Please shift every coordinate in the material below up by 14, and give back all the lines between the line holding "Note: point at the front" and the line holding "Note: point at the rear bumper", inclusive.

════

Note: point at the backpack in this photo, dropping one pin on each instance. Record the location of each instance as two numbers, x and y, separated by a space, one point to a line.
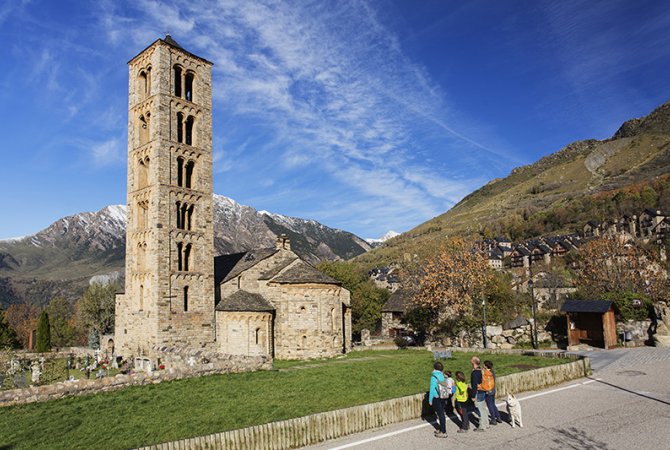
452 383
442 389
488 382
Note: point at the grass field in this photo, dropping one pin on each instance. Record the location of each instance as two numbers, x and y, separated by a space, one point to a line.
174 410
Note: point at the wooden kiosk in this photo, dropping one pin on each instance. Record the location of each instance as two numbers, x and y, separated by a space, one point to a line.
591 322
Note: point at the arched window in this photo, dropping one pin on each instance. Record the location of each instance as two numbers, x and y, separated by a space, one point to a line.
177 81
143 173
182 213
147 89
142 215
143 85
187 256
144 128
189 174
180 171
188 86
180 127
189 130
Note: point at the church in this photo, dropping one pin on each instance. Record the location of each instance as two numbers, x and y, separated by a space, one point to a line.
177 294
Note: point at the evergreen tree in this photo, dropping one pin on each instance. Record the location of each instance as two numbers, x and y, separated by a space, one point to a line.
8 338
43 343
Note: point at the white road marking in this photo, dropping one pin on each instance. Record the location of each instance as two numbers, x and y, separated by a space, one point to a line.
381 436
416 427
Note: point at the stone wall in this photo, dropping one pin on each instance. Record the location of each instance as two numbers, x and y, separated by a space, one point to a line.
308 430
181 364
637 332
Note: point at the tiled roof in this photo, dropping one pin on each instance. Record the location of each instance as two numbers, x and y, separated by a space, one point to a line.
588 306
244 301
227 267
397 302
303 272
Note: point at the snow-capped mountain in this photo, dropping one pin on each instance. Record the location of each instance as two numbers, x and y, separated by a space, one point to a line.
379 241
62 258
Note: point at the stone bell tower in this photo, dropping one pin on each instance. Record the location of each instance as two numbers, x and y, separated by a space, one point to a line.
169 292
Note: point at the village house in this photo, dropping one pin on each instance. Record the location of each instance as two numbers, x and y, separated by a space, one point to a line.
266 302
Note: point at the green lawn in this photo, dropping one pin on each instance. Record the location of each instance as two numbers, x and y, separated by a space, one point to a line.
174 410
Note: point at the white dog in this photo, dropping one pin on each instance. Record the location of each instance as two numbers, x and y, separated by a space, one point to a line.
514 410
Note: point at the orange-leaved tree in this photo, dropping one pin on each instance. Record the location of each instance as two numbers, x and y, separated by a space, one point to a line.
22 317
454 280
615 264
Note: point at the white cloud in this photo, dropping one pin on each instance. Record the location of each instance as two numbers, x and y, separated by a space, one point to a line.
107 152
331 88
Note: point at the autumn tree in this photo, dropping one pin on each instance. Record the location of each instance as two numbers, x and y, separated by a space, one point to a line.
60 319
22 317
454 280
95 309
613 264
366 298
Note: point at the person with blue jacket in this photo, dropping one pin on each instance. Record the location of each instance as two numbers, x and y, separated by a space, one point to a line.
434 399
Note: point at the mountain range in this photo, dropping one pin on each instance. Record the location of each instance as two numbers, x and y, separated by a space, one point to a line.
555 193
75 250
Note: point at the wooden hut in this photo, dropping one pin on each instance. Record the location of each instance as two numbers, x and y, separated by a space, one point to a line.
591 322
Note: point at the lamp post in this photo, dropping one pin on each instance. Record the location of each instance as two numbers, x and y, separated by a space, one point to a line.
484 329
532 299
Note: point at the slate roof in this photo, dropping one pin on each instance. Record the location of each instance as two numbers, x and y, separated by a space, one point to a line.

════

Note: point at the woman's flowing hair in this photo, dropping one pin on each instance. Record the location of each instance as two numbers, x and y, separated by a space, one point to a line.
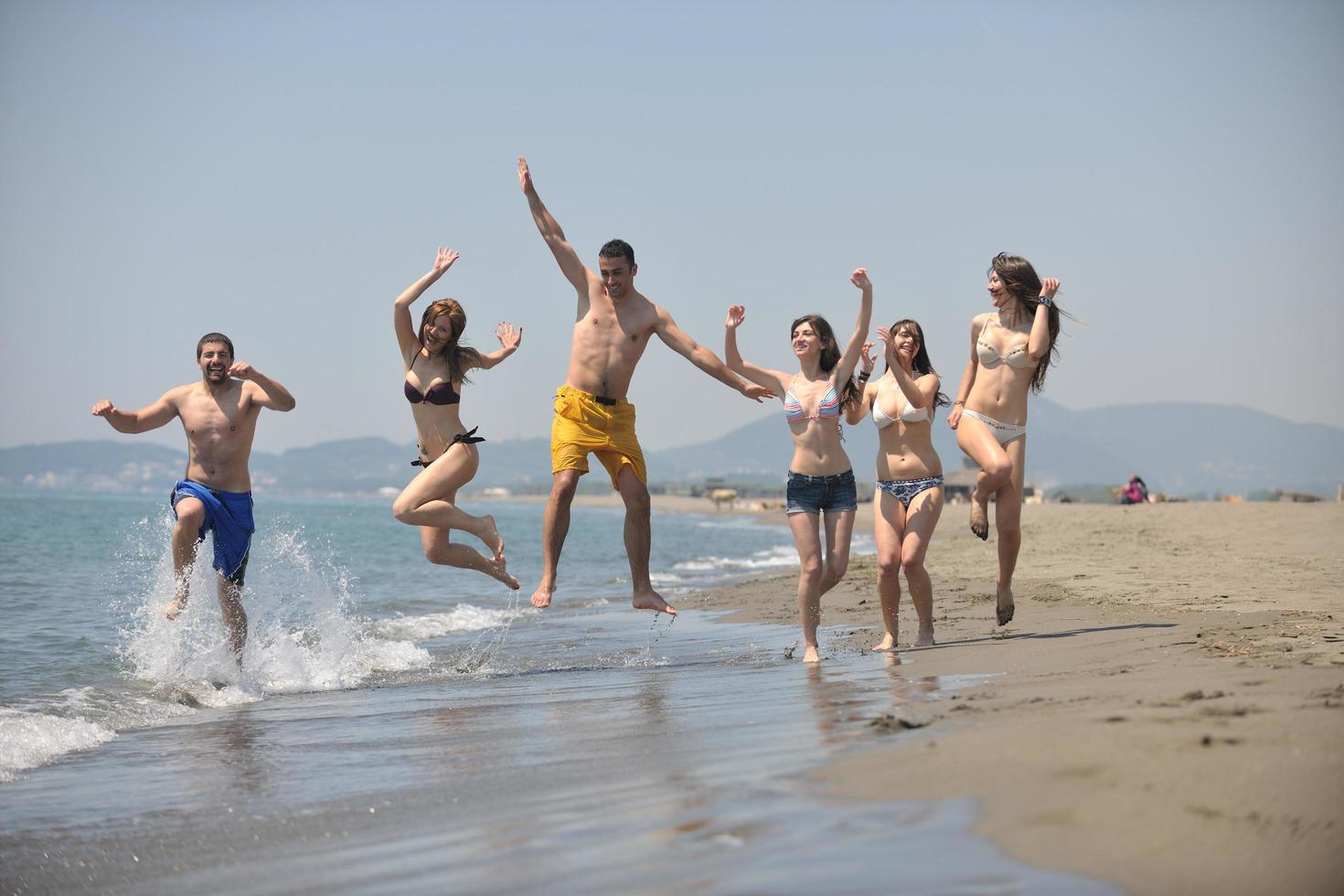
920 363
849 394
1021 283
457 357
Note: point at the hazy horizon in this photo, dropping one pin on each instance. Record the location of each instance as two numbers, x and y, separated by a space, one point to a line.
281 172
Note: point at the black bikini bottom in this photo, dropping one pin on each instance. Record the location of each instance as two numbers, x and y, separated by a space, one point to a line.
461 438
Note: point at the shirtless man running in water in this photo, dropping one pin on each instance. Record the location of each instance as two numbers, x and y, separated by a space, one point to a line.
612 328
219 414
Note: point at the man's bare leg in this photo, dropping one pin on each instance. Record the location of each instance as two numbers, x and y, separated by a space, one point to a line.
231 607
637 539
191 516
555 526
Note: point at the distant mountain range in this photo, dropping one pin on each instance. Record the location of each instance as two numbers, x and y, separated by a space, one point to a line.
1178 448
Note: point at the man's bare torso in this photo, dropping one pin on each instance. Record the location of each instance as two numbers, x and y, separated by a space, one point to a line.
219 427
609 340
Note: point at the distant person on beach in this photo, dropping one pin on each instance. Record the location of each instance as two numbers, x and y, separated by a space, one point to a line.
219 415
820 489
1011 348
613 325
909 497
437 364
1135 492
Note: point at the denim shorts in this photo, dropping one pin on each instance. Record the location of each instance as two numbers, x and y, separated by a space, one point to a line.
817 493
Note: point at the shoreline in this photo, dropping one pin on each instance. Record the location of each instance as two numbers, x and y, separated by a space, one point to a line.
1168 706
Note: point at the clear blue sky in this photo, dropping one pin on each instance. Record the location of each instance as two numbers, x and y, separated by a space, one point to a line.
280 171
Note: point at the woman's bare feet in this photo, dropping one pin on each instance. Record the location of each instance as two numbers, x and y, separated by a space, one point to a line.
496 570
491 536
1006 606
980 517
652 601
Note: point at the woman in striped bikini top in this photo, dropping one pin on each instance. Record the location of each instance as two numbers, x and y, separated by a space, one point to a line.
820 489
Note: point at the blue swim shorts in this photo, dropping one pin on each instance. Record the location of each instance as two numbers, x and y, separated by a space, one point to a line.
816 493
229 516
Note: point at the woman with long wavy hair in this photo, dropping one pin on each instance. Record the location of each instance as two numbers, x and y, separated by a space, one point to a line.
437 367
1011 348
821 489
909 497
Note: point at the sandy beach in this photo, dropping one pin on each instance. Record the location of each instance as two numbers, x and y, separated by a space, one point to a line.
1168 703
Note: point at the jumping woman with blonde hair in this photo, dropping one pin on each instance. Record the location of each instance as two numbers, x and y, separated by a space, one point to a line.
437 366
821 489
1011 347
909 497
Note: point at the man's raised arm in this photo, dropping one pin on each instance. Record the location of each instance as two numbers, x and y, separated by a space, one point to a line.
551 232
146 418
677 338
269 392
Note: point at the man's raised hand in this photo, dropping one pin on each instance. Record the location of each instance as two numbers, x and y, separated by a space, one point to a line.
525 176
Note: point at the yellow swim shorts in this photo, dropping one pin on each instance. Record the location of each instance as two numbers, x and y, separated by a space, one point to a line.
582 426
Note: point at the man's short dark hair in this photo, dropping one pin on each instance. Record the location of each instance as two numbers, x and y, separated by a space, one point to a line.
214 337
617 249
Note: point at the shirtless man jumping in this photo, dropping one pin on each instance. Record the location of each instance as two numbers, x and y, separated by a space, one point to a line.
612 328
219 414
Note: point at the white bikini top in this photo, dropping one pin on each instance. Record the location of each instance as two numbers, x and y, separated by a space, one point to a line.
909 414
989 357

════

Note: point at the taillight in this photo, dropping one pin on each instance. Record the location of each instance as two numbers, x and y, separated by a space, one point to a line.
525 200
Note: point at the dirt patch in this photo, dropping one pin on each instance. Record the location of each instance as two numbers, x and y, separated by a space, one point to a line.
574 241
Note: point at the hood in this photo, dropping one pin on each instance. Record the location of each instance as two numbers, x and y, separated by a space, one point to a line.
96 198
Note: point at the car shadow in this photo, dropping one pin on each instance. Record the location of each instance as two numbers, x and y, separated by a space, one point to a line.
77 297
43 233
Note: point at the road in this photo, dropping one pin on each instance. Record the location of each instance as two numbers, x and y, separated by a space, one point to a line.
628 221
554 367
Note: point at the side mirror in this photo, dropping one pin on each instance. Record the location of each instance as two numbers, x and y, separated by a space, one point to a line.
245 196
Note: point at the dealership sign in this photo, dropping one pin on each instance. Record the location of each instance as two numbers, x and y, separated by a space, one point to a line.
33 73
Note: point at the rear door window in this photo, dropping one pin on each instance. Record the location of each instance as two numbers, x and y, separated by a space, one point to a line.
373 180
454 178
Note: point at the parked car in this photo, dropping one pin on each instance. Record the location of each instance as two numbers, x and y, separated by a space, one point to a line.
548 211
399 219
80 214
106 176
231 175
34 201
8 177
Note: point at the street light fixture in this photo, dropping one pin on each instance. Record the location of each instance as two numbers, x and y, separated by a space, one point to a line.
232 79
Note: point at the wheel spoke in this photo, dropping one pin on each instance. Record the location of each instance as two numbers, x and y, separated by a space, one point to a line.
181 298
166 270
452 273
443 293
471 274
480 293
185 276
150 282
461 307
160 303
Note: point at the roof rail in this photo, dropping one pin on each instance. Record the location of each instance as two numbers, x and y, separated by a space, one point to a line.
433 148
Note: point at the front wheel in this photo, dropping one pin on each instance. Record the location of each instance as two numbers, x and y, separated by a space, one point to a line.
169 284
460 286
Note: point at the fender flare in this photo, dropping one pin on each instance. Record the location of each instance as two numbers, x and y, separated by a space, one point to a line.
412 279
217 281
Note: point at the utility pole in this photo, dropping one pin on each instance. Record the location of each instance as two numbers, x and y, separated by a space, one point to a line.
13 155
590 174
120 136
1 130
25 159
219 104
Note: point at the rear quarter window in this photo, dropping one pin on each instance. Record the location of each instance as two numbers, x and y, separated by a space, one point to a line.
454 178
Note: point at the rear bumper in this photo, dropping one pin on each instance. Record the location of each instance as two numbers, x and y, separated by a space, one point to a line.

════

■ **PROBLEM SOLUTION**
Note: point at the front wheel in this photo, dropping one pin on each instance. Record the location of each instance as two numbers, x and y, separated by a space, one point to a line.
183 298
474 300
Note: point at the fender flare in this photo, dropping one pin on each instance. Record the location of each instance as two numbers, x and y, separated by a space, one point to a line.
426 293
231 295
Note: point at the utility pole in this photo, dropping one pin on each instance. Record the location of each instance as two numbers, x and y, separated by a space, one point to a line.
27 169
604 188
134 150
15 144
39 173
233 118
Note: point at the rear quarter window in this photo, dropping one pin on each instance. Record the location of each instance as two numbers, x and y, separated by a space, one point to a line.
468 192
Note: point at the rear bumper in this photo, dropping one pin on each instance. Record the location of each instance as two numbers, x and y, separated by a space, one point to a line.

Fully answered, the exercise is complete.